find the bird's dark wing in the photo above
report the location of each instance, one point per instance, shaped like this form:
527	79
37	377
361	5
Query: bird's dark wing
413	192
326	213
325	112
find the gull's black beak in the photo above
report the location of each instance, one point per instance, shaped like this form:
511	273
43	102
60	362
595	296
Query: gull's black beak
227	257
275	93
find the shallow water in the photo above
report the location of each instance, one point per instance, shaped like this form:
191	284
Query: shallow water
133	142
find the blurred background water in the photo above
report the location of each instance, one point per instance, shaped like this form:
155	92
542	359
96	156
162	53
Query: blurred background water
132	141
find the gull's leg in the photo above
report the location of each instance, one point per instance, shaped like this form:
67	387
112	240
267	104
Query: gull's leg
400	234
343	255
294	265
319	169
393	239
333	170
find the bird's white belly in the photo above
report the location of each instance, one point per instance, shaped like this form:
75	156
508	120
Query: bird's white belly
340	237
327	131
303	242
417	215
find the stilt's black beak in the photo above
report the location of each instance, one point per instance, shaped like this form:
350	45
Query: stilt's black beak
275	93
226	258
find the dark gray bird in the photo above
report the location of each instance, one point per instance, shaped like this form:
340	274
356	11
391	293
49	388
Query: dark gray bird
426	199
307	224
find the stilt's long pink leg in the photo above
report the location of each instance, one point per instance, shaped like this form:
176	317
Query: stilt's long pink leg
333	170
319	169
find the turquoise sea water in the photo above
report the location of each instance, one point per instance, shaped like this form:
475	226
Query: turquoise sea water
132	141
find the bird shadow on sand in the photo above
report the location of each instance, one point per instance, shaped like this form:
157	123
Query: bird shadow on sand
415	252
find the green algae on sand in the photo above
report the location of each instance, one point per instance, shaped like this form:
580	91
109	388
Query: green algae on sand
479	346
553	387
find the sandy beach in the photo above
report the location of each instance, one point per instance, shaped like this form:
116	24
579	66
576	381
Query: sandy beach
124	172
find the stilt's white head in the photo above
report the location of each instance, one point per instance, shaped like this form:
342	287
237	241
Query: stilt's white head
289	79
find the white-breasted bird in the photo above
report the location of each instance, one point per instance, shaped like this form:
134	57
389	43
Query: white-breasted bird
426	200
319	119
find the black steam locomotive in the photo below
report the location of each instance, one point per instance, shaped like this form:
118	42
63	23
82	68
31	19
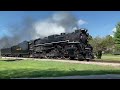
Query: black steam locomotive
65	46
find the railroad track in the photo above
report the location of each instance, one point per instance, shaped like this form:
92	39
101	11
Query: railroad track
97	62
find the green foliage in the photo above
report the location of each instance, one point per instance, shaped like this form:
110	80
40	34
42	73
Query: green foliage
117	37
102	43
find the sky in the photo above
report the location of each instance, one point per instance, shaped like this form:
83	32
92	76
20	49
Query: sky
98	23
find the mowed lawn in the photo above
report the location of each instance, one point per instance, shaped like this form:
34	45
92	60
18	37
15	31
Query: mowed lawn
32	68
111	57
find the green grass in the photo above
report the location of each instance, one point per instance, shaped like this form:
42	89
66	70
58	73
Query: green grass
110	57
31	68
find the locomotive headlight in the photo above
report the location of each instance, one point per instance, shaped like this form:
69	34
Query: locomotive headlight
18	49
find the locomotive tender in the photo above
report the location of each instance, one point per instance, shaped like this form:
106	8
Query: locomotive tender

* [GOAL]: Express the entire listing above as a JSON list of strings, with one string per line and blank lines omitted. Leave the pictures out of the answer.

* [THE REPLY]:
[
  "find the bird's dark wing in the photo above",
  "report the location of each instance, one point per instance, shaped like this form:",
  "527\t79",
  "37\t377",
  "361\t5",
  "Query: bird's dark wing",
  "413\t192",
  "326\t213",
  "325\t112",
  "find the gull's black beak in the photo above",
  "report the location of each instance, one point per instance, shaped like this form:",
  "511\t273",
  "43\t102",
  "60\t362",
  "595\t296",
  "Query: gull's black beak",
  "227\t257",
  "275\t93",
  "find the shallow water in the photo above",
  "report the location of each instance, one point per instance, shaped like this form:",
  "191\t284",
  "Query: shallow water",
  "133\t142",
  "find the blurred background water in the photo above",
  "report the location of each instance, one point per instance, shaped like this form:",
  "155\t92",
  "542\t359",
  "96\t156",
  "162\t53",
  "Query: blurred background water",
  "132\t141",
  "find the gull's leg in the photo above",
  "report the location of each instance, one point per instance, shaped like this form:",
  "67\t387",
  "112\t240",
  "267\t104",
  "Query: gull's leg",
  "400\t234",
  "343\t255",
  "294\t265",
  "319\t169",
  "393\t239",
  "333\t170",
  "find the bird's white belly in the photo above",
  "report the location of each instance, one point per instance, shaped like this form:",
  "75\t156",
  "508\t120",
  "Query: bird's white belly",
  "340\t237",
  "327\t131",
  "303\t242",
  "417\t215",
  "find the stilt's black beak in the photo above",
  "report the location of each instance, one point per instance, shaped like this form:",
  "350\t45",
  "Query: stilt's black beak",
  "275\t93",
  "226\t258",
  "find the dark gray bird in the photo above",
  "report the location of each instance, one point per instance, shaped like this form:",
  "340\t274",
  "356\t11",
  "391\t293",
  "49\t388",
  "Query: dark gray bird",
  "426\t199",
  "307\t224",
  "find the stilt's long pink leg in the photo above",
  "report the location of each instance, one point per instance, shaped like this form:",
  "176\t317",
  "Query: stilt's long pink leg",
  "333\t170",
  "319\t169",
  "find the turquoise sea water in the photo above",
  "report the location of each instance, one point per instance, shaped like this form:",
  "475\t226",
  "Query: turquoise sea water",
  "132\t141",
  "find the bird shadow on sand in the photo above",
  "report the location of each instance, one point per instance, shaped like this form:",
  "157\t123",
  "Query: bird shadow on sand",
  "415\t252",
  "find the green algae on sand in the photo above",
  "report the location of each instance, one point per instance, shaped like this form:",
  "580\t91",
  "109\t388",
  "Query: green algae on sand",
  "479\t346",
  "553\t387",
  "find the sandy beach in the photo above",
  "report the location of each instance, one point per instance, shaped like this form:",
  "116\t24",
  "579\t66",
  "576\t381",
  "Query: sandy beach",
  "124\t172",
  "find the stilt's white head in the photo above",
  "report the location of each instance, one point per instance, shaped like this form:",
  "342\t287",
  "237\t241",
  "Query: stilt's white head",
  "289\t79",
  "find the white-breasted bird in the photo above",
  "report the location of each instance, one point per instance, shaped like this form:",
  "134\t57",
  "389\t43",
  "Query: white-breasted bird",
  "426\t200",
  "319\t119",
  "find the black steam locomotive in the photo below",
  "report the location of each instance, one point per instance, shaped like this form:",
  "118\t42",
  "63\t23",
  "82\t68",
  "31\t19",
  "Query: black steam locomotive",
  "65\t46",
  "find the railroad track in the photo above",
  "report the location of each instance, one point per instance, shaped like this form:",
  "92\t39",
  "101\t11",
  "Query: railroad track",
  "97\t62",
  "find the green foliage in the photo above",
  "report the location of each instance, one point per instance, shaped like this form:",
  "110\t80",
  "40\t34",
  "42\t73",
  "Query: green foliage",
  "117\t37",
  "102\t43",
  "find the sky in the photo above",
  "report the location of each instance, one point per instance, shaped like this form:",
  "83\t32",
  "92\t76",
  "20\t49",
  "Query: sky",
  "98\t23",
  "find the mowed lawn in the photo above",
  "report the location of each instance, one point per instance, shaped like this form:",
  "34\t45",
  "92\t60",
  "18\t37",
  "15\t31",
  "Query: mowed lawn",
  "32\t68",
  "111\t57",
  "find the green grass in the photo above",
  "report the location of each instance, one point per instance, shaped like this form:",
  "42\t89",
  "66\t70",
  "58\t73",
  "Query: green grass",
  "110\t57",
  "31\t68",
  "find the locomotive headlight in the photo above",
  "report the location of each instance, one point per instance, shaped like this form:",
  "69\t34",
  "Query: locomotive headlight",
  "18\t49",
  "find the locomotive tender in the photo above",
  "report the location of each instance, one point per instance, shaped like this form:",
  "106\t8",
  "Query: locomotive tender"
]